Übungstext:
==*==
Wolfgang Gomoll, 17. November 2016
Wer glaubt, dass der Verkehr in Berlin oder München übel sei, der sollte sich mal in Bangalore in ein Auto setzen. Nach dieser grenzwertigen Erfahrung sind jede deutsche rote Ampel und überfüllte Kreuzung eine Erholung.

Der ist doch Wahn.....! Der Schrecken raubt dem letzten Wort die Buchstaben und dem Sprecher den Atem. Ein offenbar lebensmüder Autofahrer schießt in einem weißen Toyota Etios und Rücksicht auf Verluste über eine Kreuzung. Dass der Harakiri-Stunt ohne gröberen Blech- und menschlichen Kollateralschaden über die Bühne geht, ist nur ganzen Heerscharen von indischen Schutzengeln und den starken Bremsen des Mercedes GLC zu verdanken. Damit noch nicht genug, zwischen den Fahrzeugen trotten auch noch Kühe, völlig tiefenentspannt und souverän. Die sind den Indern heilig und scheinen das zu wissen. Das Chaos widerspricht allem, was der Mitteleuropäer als Verkehrsregeln kennt. Dazu kommt noch der Linksverkehr. Schließlich war Indien englische Kolonie. Dass Fahrspuren lediglich als Angebot wahrgenommen werden, verwundert nur wenig, aber konsequente ignorieren roter Ampeln, treibt dem ordnungsliebenden Teutonen den Angstschweiß auf die Stirn. "In Bangalore gibt es nur sechs Blitzer-Ampeln, die kennt natürlich jeder", erklärt unser indischer Begleiter Shiva.
==*==
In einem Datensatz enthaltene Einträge
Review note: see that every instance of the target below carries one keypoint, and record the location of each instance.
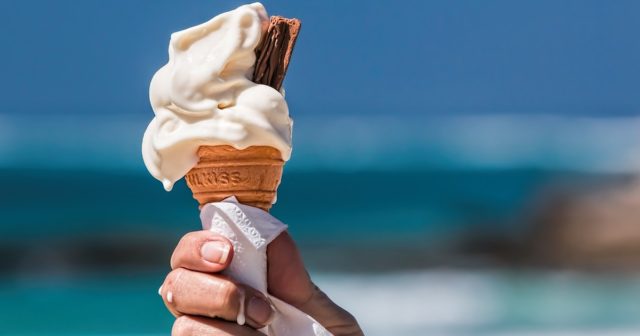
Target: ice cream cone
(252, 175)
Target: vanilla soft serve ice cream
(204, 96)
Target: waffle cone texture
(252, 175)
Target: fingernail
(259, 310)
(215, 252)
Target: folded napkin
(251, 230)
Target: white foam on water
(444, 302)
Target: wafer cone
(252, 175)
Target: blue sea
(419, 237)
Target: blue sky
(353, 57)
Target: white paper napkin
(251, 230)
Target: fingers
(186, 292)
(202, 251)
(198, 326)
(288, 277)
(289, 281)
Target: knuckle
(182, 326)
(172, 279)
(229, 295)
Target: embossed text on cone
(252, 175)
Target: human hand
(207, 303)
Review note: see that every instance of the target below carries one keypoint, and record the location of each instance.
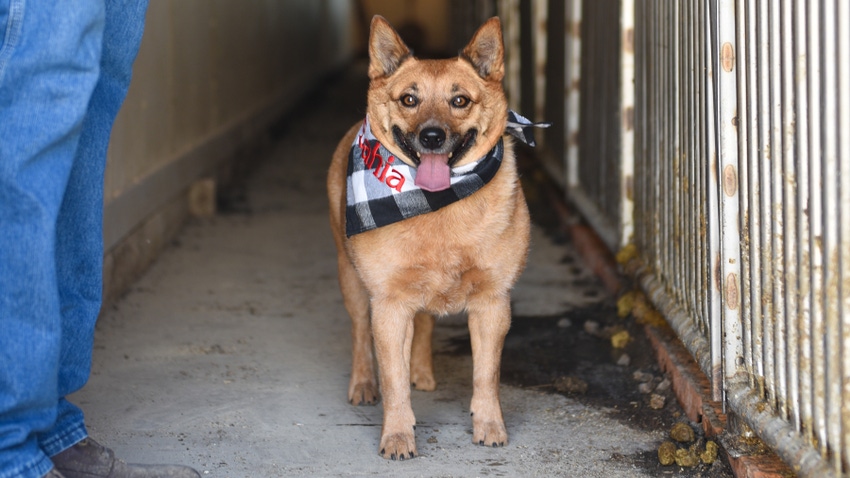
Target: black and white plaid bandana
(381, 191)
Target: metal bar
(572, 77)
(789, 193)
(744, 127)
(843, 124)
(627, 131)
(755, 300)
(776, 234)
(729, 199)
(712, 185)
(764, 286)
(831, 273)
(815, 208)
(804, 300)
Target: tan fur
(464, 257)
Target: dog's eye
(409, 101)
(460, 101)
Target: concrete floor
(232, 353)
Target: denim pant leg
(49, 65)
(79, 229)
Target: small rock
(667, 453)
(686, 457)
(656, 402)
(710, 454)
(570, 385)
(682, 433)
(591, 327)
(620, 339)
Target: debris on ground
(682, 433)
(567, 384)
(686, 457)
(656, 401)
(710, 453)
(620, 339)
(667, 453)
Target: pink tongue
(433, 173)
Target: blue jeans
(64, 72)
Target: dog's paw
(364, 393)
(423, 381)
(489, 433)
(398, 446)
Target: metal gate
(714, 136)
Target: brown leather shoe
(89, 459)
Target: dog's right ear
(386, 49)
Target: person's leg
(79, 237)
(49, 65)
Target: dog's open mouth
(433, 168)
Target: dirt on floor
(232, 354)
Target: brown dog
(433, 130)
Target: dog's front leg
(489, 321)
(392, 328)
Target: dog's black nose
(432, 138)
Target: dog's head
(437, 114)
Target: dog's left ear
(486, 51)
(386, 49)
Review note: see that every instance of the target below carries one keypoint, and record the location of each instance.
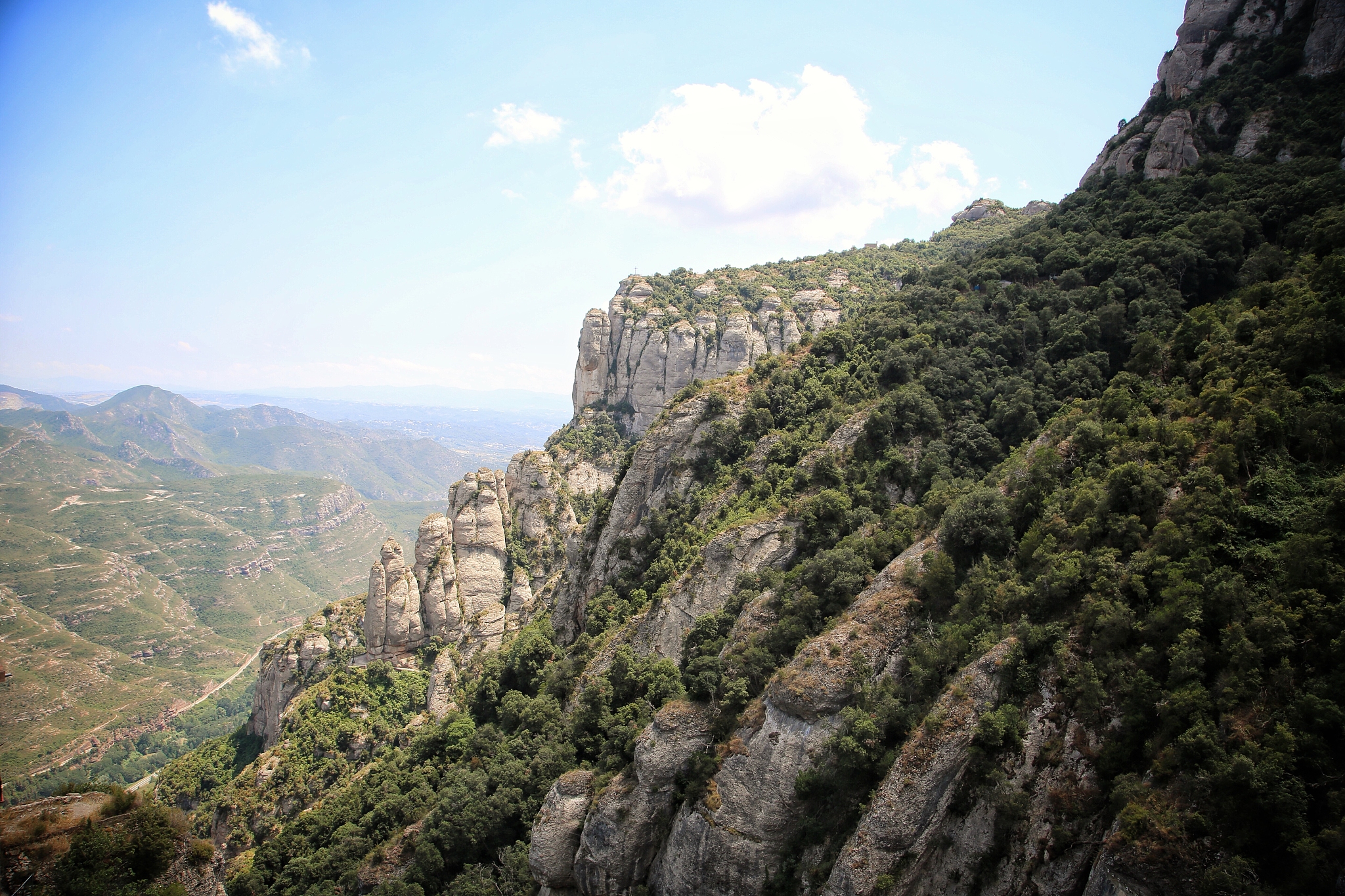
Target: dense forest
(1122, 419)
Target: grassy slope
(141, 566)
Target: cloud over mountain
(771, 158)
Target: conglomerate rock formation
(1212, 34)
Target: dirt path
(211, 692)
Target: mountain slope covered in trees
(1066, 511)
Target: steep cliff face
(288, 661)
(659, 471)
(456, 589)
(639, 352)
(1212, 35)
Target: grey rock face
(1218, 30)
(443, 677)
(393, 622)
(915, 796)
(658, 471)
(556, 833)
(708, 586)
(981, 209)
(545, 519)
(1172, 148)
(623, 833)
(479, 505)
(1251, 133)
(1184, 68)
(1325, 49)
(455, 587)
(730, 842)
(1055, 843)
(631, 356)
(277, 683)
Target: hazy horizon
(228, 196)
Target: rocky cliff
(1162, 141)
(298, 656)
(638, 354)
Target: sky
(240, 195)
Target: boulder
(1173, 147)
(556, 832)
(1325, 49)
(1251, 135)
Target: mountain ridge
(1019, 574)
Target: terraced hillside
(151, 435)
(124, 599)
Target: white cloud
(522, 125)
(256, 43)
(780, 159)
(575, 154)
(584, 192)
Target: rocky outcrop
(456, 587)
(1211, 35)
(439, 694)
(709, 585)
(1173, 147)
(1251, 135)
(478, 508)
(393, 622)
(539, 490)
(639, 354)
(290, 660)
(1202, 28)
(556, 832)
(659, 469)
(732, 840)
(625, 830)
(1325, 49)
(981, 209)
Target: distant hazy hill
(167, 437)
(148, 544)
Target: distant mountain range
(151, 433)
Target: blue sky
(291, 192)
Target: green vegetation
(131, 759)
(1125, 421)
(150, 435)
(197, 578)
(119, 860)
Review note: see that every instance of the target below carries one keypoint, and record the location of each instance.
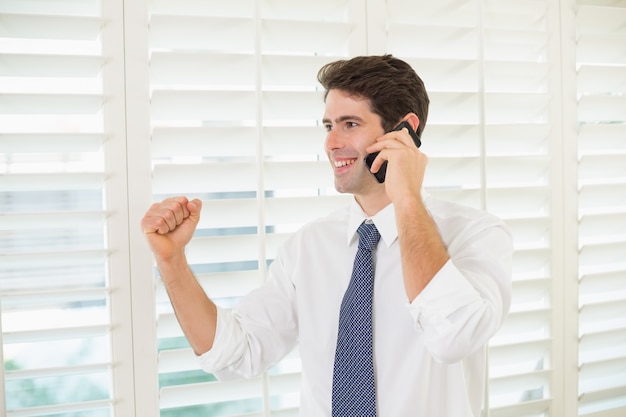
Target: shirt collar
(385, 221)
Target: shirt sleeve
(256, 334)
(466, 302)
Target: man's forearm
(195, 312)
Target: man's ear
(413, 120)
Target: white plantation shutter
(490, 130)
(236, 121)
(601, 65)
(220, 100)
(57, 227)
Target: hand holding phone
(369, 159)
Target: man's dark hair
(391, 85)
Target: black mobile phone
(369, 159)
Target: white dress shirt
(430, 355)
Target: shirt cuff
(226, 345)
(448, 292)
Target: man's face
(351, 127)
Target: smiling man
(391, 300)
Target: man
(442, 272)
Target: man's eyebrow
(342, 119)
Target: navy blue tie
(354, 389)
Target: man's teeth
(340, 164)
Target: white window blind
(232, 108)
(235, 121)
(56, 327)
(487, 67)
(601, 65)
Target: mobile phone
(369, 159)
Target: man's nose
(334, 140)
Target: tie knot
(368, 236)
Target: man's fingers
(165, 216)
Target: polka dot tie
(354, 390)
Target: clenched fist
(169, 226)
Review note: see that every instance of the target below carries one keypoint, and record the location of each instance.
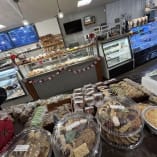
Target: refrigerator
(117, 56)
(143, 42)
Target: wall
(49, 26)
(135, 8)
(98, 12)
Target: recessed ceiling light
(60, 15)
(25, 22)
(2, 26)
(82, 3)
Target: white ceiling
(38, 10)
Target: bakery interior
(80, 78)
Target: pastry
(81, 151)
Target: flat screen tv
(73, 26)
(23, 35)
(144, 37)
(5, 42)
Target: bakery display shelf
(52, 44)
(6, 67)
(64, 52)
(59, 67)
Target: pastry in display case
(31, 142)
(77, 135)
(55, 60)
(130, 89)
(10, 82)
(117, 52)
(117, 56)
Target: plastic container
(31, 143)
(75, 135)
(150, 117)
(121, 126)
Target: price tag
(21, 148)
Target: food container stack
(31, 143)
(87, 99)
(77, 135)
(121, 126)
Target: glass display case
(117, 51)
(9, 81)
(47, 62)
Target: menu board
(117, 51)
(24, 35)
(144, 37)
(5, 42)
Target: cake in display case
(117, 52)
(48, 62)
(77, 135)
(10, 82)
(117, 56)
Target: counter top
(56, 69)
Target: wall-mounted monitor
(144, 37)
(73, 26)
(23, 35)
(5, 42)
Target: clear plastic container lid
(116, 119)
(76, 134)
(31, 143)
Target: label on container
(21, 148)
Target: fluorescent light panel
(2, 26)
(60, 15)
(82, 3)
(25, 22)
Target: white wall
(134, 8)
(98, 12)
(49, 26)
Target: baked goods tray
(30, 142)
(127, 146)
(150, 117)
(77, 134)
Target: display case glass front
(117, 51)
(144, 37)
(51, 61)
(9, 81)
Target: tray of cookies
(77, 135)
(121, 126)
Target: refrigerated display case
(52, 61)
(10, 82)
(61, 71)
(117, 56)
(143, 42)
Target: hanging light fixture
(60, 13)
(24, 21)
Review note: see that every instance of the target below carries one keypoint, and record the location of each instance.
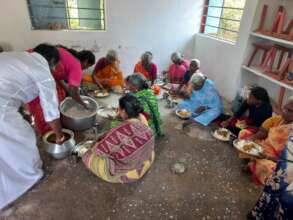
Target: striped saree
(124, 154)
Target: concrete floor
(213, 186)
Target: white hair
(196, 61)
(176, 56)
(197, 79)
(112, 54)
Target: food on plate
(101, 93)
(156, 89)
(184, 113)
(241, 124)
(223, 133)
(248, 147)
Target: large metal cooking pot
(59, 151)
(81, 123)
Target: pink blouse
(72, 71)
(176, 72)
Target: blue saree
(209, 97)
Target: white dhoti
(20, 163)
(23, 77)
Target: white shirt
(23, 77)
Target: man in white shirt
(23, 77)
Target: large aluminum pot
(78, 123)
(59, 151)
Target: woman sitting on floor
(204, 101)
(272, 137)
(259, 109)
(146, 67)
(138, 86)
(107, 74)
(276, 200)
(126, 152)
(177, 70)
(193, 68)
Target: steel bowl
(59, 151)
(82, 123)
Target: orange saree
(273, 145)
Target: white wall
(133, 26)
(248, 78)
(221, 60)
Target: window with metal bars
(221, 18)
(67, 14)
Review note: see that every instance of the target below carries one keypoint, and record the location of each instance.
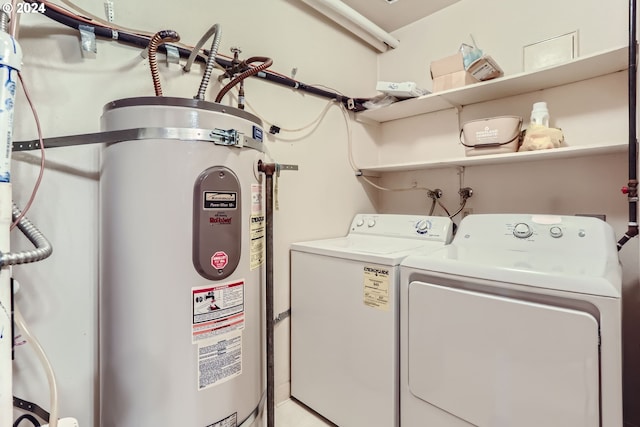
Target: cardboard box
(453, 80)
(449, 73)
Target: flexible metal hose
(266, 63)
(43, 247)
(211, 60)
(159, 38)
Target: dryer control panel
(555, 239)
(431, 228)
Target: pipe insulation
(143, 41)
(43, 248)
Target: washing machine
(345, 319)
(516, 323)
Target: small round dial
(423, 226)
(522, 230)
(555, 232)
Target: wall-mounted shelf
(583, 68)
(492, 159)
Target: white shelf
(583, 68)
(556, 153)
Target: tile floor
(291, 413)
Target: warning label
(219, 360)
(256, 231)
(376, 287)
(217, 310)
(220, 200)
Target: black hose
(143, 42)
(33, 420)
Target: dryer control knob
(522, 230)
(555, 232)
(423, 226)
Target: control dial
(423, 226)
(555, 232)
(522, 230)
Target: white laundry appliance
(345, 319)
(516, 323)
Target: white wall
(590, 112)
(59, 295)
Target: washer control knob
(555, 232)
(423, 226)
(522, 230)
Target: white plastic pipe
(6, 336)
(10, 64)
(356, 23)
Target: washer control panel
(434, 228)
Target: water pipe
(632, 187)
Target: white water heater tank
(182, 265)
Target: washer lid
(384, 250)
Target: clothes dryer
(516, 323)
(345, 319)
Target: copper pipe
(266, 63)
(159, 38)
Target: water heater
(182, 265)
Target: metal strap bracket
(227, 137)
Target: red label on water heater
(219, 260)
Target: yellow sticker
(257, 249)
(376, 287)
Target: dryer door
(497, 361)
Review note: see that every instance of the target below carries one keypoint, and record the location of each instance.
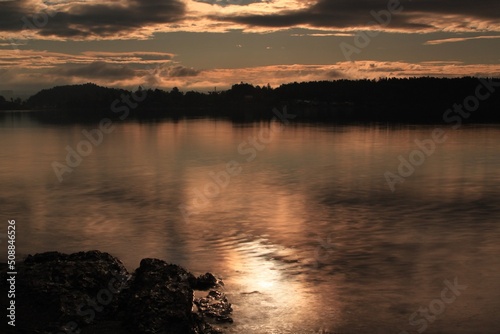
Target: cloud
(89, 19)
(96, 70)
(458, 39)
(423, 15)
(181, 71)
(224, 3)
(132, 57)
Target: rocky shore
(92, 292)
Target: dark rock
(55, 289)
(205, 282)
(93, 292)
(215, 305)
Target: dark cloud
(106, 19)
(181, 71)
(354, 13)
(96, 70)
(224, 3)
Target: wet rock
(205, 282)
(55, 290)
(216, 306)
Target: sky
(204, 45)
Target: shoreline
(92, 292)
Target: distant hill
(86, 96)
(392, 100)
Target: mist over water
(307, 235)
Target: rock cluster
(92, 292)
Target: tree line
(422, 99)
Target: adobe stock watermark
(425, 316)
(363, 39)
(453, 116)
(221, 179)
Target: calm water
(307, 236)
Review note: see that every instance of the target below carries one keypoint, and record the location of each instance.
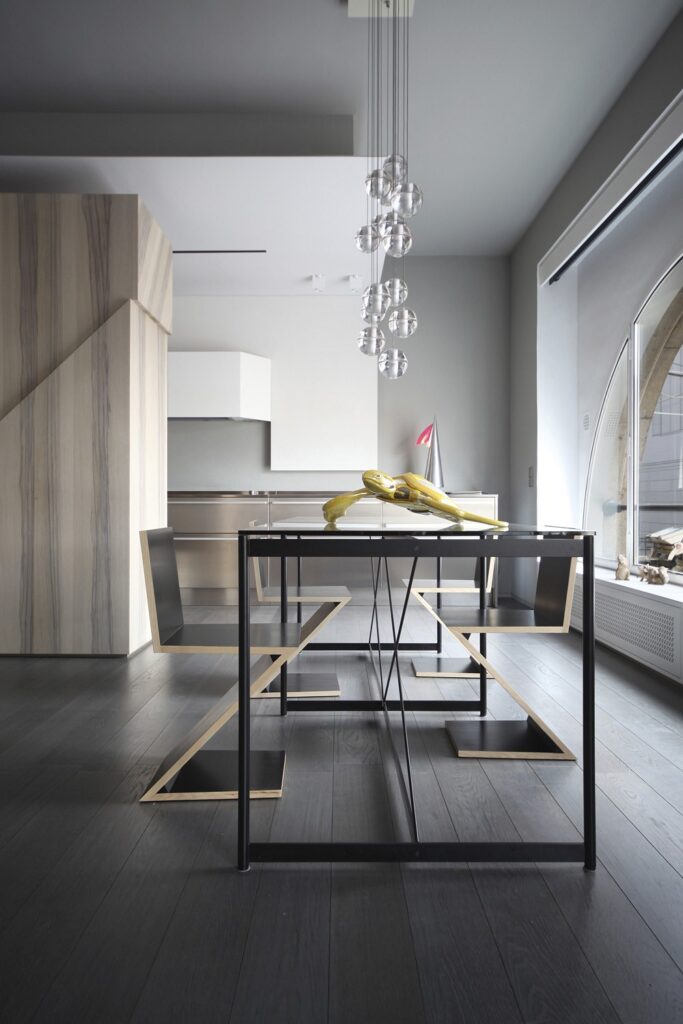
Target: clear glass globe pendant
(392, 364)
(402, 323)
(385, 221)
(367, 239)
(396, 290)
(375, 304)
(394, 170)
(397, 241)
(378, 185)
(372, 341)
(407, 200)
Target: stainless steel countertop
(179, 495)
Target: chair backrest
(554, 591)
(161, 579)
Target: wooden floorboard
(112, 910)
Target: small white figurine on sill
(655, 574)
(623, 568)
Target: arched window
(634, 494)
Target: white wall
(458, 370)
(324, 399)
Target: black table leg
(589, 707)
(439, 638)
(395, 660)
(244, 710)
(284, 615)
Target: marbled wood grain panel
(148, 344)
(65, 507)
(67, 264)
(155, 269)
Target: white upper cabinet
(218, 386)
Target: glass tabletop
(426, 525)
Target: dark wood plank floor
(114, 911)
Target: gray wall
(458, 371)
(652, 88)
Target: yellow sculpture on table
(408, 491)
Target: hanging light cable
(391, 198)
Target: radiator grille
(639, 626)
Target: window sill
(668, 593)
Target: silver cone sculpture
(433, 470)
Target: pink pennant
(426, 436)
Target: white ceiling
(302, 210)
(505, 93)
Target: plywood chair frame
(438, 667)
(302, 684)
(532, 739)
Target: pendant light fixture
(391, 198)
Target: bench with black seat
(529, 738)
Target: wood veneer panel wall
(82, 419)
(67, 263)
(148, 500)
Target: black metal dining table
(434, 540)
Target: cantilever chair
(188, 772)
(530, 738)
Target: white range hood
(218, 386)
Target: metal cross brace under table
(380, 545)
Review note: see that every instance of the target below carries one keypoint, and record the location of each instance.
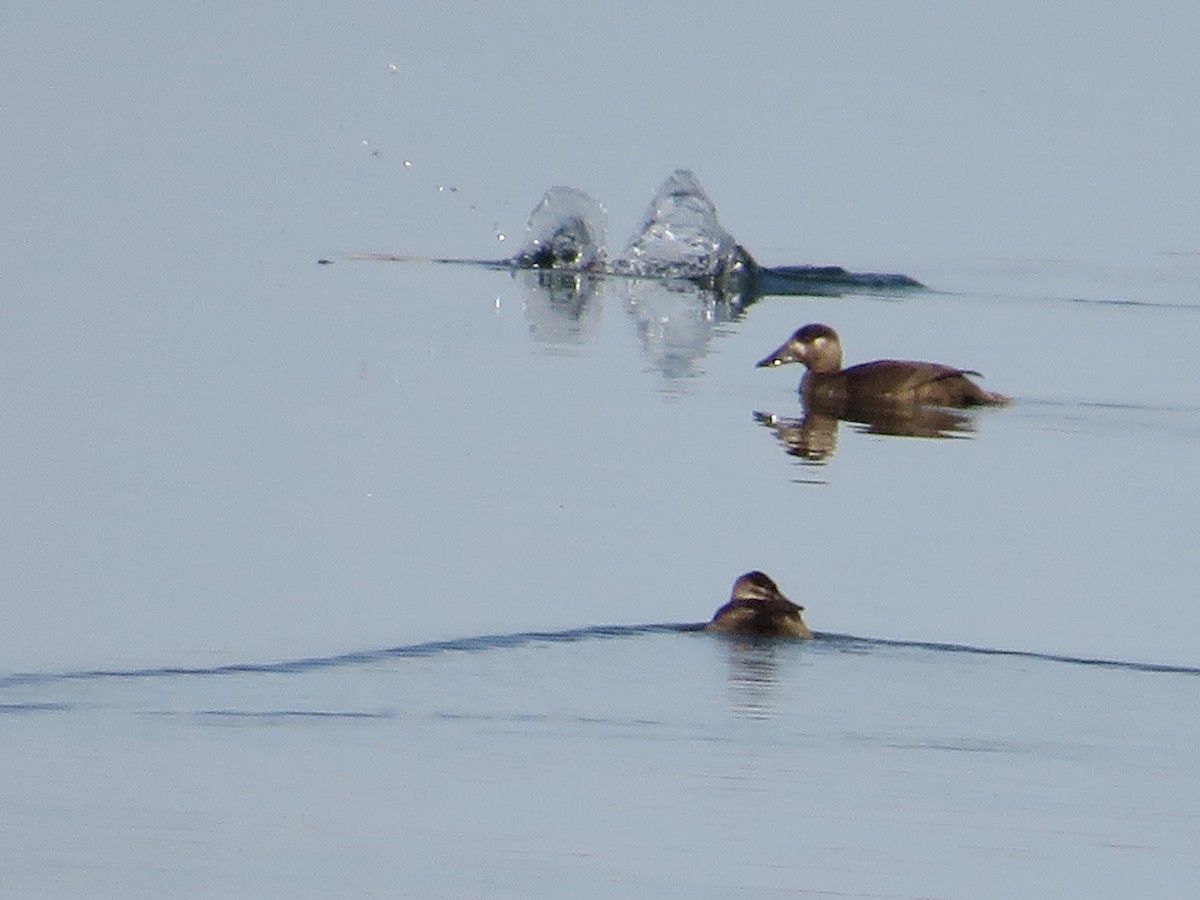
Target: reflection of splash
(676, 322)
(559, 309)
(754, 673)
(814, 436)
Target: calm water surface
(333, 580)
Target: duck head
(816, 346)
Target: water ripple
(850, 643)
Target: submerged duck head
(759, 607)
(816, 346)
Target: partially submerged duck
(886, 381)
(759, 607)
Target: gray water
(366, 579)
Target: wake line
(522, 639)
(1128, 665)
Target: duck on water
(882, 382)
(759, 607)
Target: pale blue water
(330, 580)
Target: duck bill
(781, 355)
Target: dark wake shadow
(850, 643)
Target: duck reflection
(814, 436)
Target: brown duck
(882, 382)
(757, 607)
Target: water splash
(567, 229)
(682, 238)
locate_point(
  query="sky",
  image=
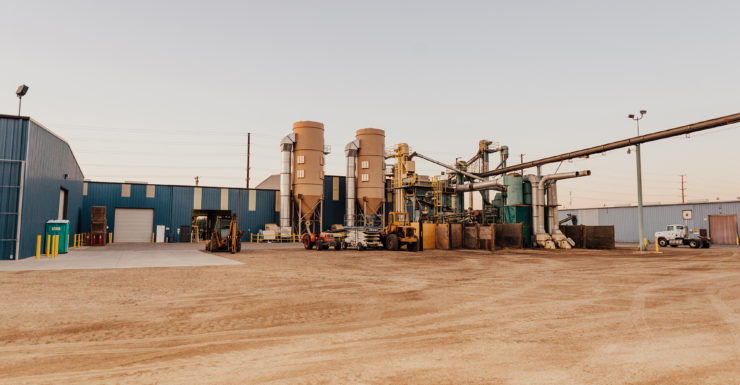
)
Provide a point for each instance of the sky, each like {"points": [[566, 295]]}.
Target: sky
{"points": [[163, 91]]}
==*==
Arbeitsaufträge:
1. Schreiben Sie aus dem Text über den Verkehr in Bangalore den Abschnitt zwischen „Wolfgang Gomoll, 17.“ und „Kreuzung eine Erholung.“ einschließlich dieser beiden Stellen wortgetreu ab.
2. Übersetzen Sie den Satz „Schließlich war Indien englische Kolonie.“ aus dem Text über den Verkehr in Bangalore ins Englische.
3. Führen Sie den Text über den Verkehr in Bangalore im Anschluss an seinen letzten Satz weiter.

Lösungsteil:
1.
Wolfgang Gomoll, 17. November 2016
Wer glaubt, dass der Verkehr in Berlin oder München übel sei, der sollte sich mal in Bangalore in ein Auto setzen. Nach dieser grenzwertigen Erfahrung sind jede deutsche rote Ampel und überfüllte Kreuzung eine Erholung.

2. After all, India was an English colony.

3.
Radarfallen und Verkehrs-Polizei? Fast Fehlanzeige. Und wenn, werden die Ordnungshüter einfach überholt. Egal ob Tempolimit oder nicht, Streifenwagen werden einfach überholt. "Auf mautpflichtigen Privatstraßen geht es etwas schneller", schmunzelt Shiva. Was passiert im Falle des Falles? Ein Strafzettel kostet 300 Rupien, das sind umgerechnet fünf bis sechs Euro. Ein Klacks. Aber bevor sich alle Cannonball-Racer zum Subkontinent aufmachen, sei gesagt, dass beim dritten Verstoß der Lappen weg ist und die Straßen von Schlaglöchern übersät sind. Dazu kommt noch der Dauerstau - wir haben für knapp 20 Kilometer gut zweieinhalb Stunden gebraucht.

Geht es einmal voran regiert der reine Verkehrs-Darwinismus: Wer bremst, verliert. Sobald sich eine kleine Lücke im Gewusel offenbart, muss man ohne Rücksicht auf Verluste hineinschießen, sonst hat man verloren und kommt nie ans Ziel. Schreckhafte Zeitgenossen sollten ohnehin zu Hause bleiben. Hupen gehört hier zum guten Ton und von dem wird ausgiebig Gebrauch gemacht. Deswegen verbauen manche Hersteller in den indischen Modellen besonders standfeste Exemplare. Die lärmende Sonate aus unzähligen Hörnern schallt ständig durch die überfüllten Straßen und malträtiert die Gehörgänge aus allen Richtungen. Bald ist die Überlebenstaktik klar: Nicht darum kümmern und draufhalten, auch wenn man in einem nagelneuen GLC sitzt, der in Bangalore montiert wird.

Eigentlich ist es ein Wunder, dass bei diesem Chaos relativ wenig Unfälle passieren. Doch wie so oft, beherrschen auch hier die Protagonisten die Anarchie. Jeder passt auf den anderen auf. Zudem fließt der Verkehr ziemlich langsam. Nach gut zehn Minuten hat man sich an den Trubel gewohnt und knallt genauso mit rein, wie alle anderen. Dass sich die Kollateralschäden in Grenzen halten, beweisen auch die vielen unversehrten Vehikel. Da sind in Paris mehr verbeulte Karossen unterwegs.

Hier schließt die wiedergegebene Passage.